Filter the data below for the string "distant" and copy each matching line.

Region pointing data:
Content starts

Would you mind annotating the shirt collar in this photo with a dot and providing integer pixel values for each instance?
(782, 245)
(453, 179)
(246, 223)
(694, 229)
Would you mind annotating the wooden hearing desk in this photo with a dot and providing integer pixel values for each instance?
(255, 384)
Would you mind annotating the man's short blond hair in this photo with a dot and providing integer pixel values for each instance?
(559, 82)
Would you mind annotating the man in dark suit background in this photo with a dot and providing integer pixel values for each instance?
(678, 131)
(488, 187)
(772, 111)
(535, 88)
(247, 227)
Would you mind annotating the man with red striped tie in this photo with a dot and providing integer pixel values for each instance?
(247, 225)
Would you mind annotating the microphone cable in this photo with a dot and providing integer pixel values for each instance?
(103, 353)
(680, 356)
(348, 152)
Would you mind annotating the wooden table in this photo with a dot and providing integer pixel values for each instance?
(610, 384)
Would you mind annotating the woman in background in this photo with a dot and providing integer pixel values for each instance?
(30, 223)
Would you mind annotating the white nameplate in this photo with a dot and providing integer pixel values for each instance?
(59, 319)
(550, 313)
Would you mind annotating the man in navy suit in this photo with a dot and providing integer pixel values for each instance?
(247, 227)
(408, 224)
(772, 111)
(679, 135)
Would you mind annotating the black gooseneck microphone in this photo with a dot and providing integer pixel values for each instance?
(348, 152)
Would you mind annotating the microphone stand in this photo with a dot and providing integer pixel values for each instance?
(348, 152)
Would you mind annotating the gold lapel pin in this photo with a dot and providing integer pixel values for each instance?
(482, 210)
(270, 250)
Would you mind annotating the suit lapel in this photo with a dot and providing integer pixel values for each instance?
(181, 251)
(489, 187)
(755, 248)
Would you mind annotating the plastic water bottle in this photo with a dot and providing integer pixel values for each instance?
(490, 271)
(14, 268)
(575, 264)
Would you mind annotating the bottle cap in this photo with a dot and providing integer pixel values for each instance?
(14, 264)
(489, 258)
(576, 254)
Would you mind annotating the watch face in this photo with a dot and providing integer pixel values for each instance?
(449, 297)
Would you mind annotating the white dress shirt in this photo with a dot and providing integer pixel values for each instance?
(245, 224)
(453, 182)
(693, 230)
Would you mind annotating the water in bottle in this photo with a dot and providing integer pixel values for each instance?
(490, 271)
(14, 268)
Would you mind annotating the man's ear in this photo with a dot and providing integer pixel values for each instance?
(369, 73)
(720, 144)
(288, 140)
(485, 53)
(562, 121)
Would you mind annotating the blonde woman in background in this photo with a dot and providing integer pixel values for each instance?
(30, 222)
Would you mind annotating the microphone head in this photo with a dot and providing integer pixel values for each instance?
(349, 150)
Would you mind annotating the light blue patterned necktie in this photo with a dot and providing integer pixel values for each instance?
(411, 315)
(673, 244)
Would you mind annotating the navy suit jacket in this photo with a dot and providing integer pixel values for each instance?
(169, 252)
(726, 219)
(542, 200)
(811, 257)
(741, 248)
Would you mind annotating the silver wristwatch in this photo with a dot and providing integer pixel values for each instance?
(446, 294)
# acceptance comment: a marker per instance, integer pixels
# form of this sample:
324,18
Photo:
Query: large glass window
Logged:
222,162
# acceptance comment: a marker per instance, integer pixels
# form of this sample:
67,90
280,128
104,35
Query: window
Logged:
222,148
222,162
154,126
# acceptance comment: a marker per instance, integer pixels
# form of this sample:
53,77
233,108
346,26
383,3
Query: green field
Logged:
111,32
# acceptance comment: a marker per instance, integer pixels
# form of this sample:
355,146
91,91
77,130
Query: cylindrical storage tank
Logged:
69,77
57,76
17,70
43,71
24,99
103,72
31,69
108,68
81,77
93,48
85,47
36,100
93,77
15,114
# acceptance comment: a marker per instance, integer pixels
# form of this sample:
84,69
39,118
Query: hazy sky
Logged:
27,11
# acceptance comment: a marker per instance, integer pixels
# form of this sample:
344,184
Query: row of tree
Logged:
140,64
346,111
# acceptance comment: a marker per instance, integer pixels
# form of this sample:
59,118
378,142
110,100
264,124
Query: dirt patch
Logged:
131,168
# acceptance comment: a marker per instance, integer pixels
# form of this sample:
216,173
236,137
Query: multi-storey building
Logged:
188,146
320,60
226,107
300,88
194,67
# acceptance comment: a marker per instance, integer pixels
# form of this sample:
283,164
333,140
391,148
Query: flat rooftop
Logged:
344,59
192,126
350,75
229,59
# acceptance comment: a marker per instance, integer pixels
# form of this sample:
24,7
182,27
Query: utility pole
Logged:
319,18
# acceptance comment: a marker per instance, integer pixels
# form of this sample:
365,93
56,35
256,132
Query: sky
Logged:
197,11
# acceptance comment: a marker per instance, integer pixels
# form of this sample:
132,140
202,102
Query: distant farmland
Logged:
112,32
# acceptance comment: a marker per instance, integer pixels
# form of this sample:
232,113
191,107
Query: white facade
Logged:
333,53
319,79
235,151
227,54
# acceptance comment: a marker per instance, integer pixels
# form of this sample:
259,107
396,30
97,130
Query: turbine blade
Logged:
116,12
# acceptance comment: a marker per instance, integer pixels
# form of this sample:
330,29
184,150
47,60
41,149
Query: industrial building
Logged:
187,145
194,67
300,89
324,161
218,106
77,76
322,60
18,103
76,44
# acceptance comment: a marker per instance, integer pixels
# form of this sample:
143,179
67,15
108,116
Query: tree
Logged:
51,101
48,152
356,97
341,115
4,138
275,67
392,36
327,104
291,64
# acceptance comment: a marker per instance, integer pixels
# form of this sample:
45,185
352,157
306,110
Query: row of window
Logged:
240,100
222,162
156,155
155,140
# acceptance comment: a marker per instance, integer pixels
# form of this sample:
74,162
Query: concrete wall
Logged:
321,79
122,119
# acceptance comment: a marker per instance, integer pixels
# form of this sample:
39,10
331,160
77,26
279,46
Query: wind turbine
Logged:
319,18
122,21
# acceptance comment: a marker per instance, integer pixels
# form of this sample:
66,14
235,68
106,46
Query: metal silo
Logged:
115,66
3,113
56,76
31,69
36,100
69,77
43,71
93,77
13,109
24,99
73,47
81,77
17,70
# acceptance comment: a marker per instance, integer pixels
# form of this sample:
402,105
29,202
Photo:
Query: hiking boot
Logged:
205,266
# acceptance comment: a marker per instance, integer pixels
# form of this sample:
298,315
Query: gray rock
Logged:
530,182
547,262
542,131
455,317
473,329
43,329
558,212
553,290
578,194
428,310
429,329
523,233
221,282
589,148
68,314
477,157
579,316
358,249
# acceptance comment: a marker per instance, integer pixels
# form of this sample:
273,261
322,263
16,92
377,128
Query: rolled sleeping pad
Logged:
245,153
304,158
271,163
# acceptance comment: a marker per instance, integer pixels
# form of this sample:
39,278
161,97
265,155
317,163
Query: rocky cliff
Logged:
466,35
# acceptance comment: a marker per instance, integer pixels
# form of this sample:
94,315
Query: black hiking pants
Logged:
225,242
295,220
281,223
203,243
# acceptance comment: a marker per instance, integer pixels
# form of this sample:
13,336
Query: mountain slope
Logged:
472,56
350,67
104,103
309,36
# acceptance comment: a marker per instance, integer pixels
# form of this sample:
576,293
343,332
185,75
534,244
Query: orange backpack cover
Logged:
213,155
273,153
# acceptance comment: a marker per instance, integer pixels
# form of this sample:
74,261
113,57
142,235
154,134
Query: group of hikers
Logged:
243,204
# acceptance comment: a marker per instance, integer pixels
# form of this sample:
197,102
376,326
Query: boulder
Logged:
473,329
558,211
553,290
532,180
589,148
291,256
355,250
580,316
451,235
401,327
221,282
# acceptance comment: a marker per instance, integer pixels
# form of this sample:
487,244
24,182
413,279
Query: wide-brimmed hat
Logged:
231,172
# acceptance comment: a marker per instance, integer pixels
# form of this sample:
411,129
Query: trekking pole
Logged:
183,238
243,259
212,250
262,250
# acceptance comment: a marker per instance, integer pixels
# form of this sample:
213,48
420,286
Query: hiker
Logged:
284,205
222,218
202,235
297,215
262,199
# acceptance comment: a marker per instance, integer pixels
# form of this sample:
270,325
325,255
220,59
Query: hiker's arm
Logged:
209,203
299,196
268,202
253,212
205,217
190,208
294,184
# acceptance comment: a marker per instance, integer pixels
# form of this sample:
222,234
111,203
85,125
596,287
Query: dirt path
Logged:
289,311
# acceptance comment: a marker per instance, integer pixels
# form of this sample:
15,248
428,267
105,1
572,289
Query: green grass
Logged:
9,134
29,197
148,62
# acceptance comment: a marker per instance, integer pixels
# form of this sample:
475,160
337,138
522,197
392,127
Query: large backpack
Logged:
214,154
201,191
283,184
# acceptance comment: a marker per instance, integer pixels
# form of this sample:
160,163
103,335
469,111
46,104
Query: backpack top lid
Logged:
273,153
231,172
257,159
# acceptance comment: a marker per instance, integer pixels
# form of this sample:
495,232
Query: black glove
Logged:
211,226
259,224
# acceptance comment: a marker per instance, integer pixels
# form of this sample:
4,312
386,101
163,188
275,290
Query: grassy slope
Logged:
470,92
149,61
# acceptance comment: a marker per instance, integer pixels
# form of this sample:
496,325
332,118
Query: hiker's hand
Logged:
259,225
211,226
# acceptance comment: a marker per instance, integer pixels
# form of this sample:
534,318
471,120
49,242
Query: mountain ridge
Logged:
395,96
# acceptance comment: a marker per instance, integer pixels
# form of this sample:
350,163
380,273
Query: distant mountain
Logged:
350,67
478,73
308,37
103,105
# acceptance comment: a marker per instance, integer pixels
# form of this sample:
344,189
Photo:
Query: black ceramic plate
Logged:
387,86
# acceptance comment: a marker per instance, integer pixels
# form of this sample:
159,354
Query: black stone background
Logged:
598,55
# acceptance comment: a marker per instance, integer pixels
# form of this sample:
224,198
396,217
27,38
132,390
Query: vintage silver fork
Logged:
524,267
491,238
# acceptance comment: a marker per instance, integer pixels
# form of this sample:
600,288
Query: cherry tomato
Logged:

Content ends

▶ [RESULT OF THIS EXERCISE]:
Query: distant farmland
Query: distant mountain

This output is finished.